**Selected extract**
====
Hit Rate is a key metric that AVM users care about. After all, if the AVM doesn’t provide a valuation, what’s the point? But savvy users understand that not all hits are created equal. In fact, they might be better off without some of those “hits.”

Every AVM builder provides a “confidence score” along with each valuation. Users often don’t know how much confidence to put in the confidence score, so we did some analysis to clarify just how much confidence is warranted.

In the first quarter of 2020, we grouped hundreds of thousands of AVM valuations from five AVMs by their confidence score ranges. For convenience’s sake, we grouped them into “high,” “medium,” “low” and “fuhgeddaboutit” (aka, “not rated”).[1] And, we analyzed the AVM’s performance against benchmarks in the same time periods. What we found won’t surprise anyone at first glance:

- Better confidence scores were highly correlated with better AVM performance.
- The lower two tiers were not even worth using.
- The majority of valuations are in the top one or two tiers.

However, consider that unsophisticated users might simply use a valuation returned by an AVM regardless of the confidence score. One rationale is that any value estimate is better than nothing, and this is the valuation that is available. Other users may not know how seriously to take the “confidence score;” they may figure that the AVM supplier is simply hedging a bit more on this valuation.[2]

Figure 1 shows the correlation for Model #4 in our test between the predicted price and the actual sales price for each group of model-supplied confidence scores. As you can see, as the confidence score goes up so does the correlation[3] of the model and the accuracy of the prediction as evidenced by the drop in the Average Variance.
====
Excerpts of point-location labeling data
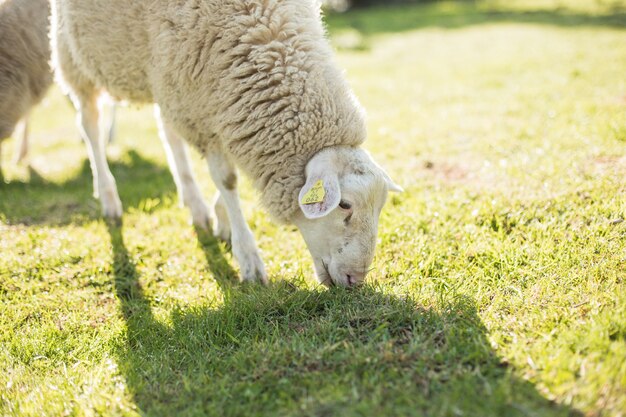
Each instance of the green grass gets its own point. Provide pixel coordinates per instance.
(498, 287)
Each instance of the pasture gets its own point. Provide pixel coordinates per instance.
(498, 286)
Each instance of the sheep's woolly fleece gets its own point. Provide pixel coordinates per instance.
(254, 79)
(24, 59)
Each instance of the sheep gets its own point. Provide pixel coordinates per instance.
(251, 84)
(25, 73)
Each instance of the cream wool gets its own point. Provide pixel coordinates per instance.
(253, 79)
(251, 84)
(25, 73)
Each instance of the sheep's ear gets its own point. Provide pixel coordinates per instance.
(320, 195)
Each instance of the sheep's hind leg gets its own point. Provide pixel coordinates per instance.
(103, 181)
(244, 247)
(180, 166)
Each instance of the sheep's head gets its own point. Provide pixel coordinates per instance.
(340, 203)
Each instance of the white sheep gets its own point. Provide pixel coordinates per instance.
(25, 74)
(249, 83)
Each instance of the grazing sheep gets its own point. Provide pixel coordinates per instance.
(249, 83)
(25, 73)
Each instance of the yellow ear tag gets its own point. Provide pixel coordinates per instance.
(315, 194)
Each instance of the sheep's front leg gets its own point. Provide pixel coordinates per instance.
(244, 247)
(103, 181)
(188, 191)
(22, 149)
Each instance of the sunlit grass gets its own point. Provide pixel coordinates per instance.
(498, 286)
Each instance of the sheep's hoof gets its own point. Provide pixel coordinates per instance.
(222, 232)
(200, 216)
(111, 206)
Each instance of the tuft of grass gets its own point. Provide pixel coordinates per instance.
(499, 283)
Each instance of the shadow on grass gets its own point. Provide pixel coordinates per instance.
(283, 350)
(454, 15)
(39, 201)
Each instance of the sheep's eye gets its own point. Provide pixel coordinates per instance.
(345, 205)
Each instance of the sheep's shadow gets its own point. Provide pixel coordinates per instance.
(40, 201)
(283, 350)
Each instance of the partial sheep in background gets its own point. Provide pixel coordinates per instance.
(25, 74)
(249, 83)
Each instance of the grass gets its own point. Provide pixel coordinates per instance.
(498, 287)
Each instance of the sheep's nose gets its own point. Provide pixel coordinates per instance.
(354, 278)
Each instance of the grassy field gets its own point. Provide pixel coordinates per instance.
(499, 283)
====
**Given request 1**
Rewrite the article on AVM confidence scores, beginning at the words "Hit Rate is" and stopping after "confidence is warranted.", with "savvy" changed to "experienced".
**Given request 2**
Copy the rows word for word, starting at the line that contains "Each instance of the grassy" and continuing through the last of the rows.
The article and the rows were drawn from unrelated sources.

**Output 1**
Hit Rate is a key metric that AVM users care about. After all, if the AVM doesn’t provide a valuation, what’s the point? But experienced users understand that not all hits are created equal. In fact, they might be better off without some of those “hits.”

Every AVM builder provides a “confidence score” along with each valuation. Users often don’t know how much confidence to put in the confidence score, so we did some analysis to clarify just how much confidence is warranted.

**Output 2**
Each instance of the grassy field gets its own point. Provide pixel coordinates per instance.
(499, 283)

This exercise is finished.